(Records drawn from a dataset)

══════

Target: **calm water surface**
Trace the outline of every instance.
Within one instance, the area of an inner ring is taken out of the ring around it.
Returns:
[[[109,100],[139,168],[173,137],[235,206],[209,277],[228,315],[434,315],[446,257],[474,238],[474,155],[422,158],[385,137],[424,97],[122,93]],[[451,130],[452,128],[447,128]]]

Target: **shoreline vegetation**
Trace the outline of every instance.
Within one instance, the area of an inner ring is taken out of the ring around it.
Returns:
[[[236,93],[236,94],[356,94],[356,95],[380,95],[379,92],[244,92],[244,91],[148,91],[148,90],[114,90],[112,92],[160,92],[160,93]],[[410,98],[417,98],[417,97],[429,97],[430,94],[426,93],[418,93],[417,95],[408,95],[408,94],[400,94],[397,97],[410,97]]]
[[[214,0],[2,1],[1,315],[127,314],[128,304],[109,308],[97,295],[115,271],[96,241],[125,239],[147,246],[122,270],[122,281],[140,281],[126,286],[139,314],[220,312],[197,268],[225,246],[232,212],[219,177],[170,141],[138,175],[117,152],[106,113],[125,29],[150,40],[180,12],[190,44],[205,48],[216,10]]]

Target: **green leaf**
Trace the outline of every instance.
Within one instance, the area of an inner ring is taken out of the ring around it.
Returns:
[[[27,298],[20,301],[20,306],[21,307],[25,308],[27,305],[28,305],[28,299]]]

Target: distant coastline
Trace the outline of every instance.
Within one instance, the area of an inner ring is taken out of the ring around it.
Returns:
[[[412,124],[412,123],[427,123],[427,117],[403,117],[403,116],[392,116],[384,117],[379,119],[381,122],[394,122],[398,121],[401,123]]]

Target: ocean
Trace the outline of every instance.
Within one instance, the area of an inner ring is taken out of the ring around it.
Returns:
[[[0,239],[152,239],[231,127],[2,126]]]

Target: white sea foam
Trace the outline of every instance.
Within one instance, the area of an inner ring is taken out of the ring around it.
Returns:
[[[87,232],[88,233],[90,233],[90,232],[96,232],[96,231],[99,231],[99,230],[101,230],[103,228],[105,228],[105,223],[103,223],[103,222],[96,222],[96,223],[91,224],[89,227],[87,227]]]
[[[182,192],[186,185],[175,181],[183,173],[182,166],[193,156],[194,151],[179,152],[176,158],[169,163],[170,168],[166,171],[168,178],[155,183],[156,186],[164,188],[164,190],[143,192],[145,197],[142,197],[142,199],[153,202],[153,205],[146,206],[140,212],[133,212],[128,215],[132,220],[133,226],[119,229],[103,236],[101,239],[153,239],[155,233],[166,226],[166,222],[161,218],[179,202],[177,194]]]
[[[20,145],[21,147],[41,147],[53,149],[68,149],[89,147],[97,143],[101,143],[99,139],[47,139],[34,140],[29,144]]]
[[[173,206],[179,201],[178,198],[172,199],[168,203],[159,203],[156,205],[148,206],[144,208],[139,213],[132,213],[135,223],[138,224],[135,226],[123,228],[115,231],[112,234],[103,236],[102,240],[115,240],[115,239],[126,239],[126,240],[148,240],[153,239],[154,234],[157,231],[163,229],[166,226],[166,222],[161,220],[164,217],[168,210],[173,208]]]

══════

## Your goal:
From the records above, extract every entry verbatim.

## Reply:
Target: **calm water surface**
Trace the outline of every instance.
Within one instance, the area of an inner ring is taken out of the ring around it.
Returns:
[[[109,100],[139,168],[173,137],[235,206],[209,277],[228,315],[434,315],[446,257],[474,238],[474,155],[422,158],[385,137],[424,97],[122,93]],[[451,130],[452,128],[447,128]]]

Target: **shoreline vegetation**
Trace the outline of every instance.
Within one instance, the area of an inner ring is taken out of the ring around it.
Returns:
[[[236,93],[236,94],[356,94],[356,95],[380,95],[379,92],[244,92],[244,91],[148,91],[148,90],[114,90],[112,92],[160,92],[160,93]],[[410,98],[417,98],[417,97],[429,97],[430,94],[426,93],[418,93],[417,95],[408,95],[408,94],[400,94],[397,97],[410,97]]]
[[[214,0],[2,1],[1,315],[127,314],[128,304],[109,308],[97,295],[115,271],[96,241],[125,239],[147,246],[122,270],[122,281],[140,281],[126,286],[139,314],[220,312],[197,268],[225,246],[232,212],[219,177],[170,141],[138,175],[117,152],[106,113],[125,29],[150,40],[180,12],[190,44],[205,48],[216,10]]]

Target: **green leaf**
Trace the outline of every instance.
Within one instance, the area of an inner ring is taken out of the ring around it.
Returns:
[[[27,298],[20,301],[20,306],[21,307],[25,308],[27,305],[28,305],[28,299]]]

Target: distant coastline
Trace the outline of every instance.
Within one instance, the area of an inner ring is taken out of the ring around it.
Returns:
[[[412,124],[412,123],[427,123],[427,117],[403,117],[403,116],[392,116],[384,117],[379,119],[381,122],[394,122],[398,121],[401,123]]]

Target: ocean
Trace the outline of every instance.
Within one instance, the area of an inner ring is taken out of the ring around it.
Returns:
[[[0,239],[152,239],[231,127],[2,126]]]

Target: white sea foam
Trace the outline of every instance.
Within one instance, the area of an inner ring is taken out of the ring around it.
Returns:
[[[87,232],[88,233],[90,233],[90,232],[96,232],[96,231],[99,231],[99,230],[101,230],[103,228],[105,228],[105,223],[103,223],[103,222],[96,222],[96,223],[91,224],[89,227],[87,227]]]
[[[182,192],[186,185],[175,181],[183,173],[182,166],[193,156],[194,151],[179,152],[176,158],[169,163],[170,168],[166,171],[168,178],[155,183],[156,186],[164,188],[164,190],[143,192],[145,197],[142,197],[142,199],[153,202],[153,205],[146,206],[140,212],[133,212],[128,215],[132,220],[133,226],[119,229],[103,236],[101,239],[153,239],[155,233],[166,226],[166,222],[161,218],[179,202],[177,194]]]
[[[20,145],[21,147],[41,147],[53,149],[68,149],[89,147],[97,143],[101,143],[99,139],[47,139],[34,140],[29,144]]]
[[[173,206],[179,201],[178,198],[172,199],[168,203],[159,203],[156,205],[148,206],[144,208],[139,213],[132,213],[135,223],[138,224],[135,226],[123,228],[115,231],[112,234],[103,236],[102,240],[115,240],[115,239],[126,239],[126,240],[148,240],[153,239],[154,234],[157,231],[163,229],[166,226],[166,222],[161,220],[164,217],[168,210],[173,208]]]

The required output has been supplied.